Dataset records →
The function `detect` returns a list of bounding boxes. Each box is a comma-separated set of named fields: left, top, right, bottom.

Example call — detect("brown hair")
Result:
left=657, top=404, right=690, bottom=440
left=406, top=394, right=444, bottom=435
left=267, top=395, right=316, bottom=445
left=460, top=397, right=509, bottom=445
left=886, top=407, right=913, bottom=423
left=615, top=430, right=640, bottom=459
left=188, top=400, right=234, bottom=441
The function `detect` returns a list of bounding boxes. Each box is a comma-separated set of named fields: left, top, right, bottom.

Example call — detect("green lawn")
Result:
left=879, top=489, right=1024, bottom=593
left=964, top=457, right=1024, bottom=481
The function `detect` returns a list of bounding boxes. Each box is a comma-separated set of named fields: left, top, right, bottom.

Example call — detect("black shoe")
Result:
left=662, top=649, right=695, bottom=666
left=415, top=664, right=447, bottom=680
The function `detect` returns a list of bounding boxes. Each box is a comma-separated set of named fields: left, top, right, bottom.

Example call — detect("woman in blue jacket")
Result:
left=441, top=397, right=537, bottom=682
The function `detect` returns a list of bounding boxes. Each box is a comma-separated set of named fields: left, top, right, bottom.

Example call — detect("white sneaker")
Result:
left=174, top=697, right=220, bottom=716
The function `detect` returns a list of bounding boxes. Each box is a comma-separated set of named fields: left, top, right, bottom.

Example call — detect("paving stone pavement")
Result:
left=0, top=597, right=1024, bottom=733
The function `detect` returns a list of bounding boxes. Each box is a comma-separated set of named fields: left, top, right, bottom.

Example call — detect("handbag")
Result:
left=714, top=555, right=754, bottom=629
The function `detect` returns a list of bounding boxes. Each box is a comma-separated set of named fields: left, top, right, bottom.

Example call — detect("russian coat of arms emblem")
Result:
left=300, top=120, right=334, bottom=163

Task goal → Please revise the items above by replacing "Example call" with "Sample call" wherever it occurs. Leave everything else unchanged.

Expected answer →
The function `detect` returns a list of bounding boxes. Each box is a comma-separated set of named fields: left, top, right, bottom.

Sample call — detect("brown hair")
Result:
left=657, top=404, right=690, bottom=440
left=406, top=394, right=444, bottom=435
left=267, top=395, right=316, bottom=445
left=460, top=397, right=509, bottom=445
left=886, top=407, right=913, bottom=423
left=615, top=430, right=640, bottom=459
left=188, top=400, right=234, bottom=441
The function `detect` returns a list of bounding boxes. Each box is a comma-separated set of named fields: left, top, right, bottom.

Sample call — detect("green lawn")
Result:
left=879, top=489, right=1024, bottom=593
left=964, top=457, right=1024, bottom=481
The function `detect` returns a list of bounding boxes. Each box is a comma-separated set of named fields: left, top, right, bottom.

Sample call — detect("black shoe")
Result:
left=662, top=649, right=695, bottom=666
left=415, top=664, right=447, bottom=680
The function `detect` returns a list of bounding boxes. Each box is a comma-separated set of named fields: left, top, right, bottom.

Sample call — detect("woman in blue jacket")
Result:
left=441, top=397, right=537, bottom=682
The function `detect` returns a list of bounding boxes. Each box is a comma-separated set of named fields: left, top, right, bottom.

Sample call — detect("white sneaker")
Result:
left=174, top=697, right=220, bottom=716
The function `detect` returns a list of bounding boxes. Each box is a comma-separated set of named fields: left, top, right, bottom.

Sample call — detect("paving stone pavement")
Result:
left=0, top=597, right=1024, bottom=733
The function `detect` returns a list of bounding boxes. Each box is a comma-separated set of named fields: left, top, right, bottom.

Sample call — detect("handbag")
Result:
left=714, top=555, right=754, bottom=629
The function `detect` returns a list of bounding boxes. Each box is a comma-separated set of named fields: left, top, right, bottom.

Sample call — detect("russian coat of arms emblem")
Result:
left=300, top=120, right=334, bottom=163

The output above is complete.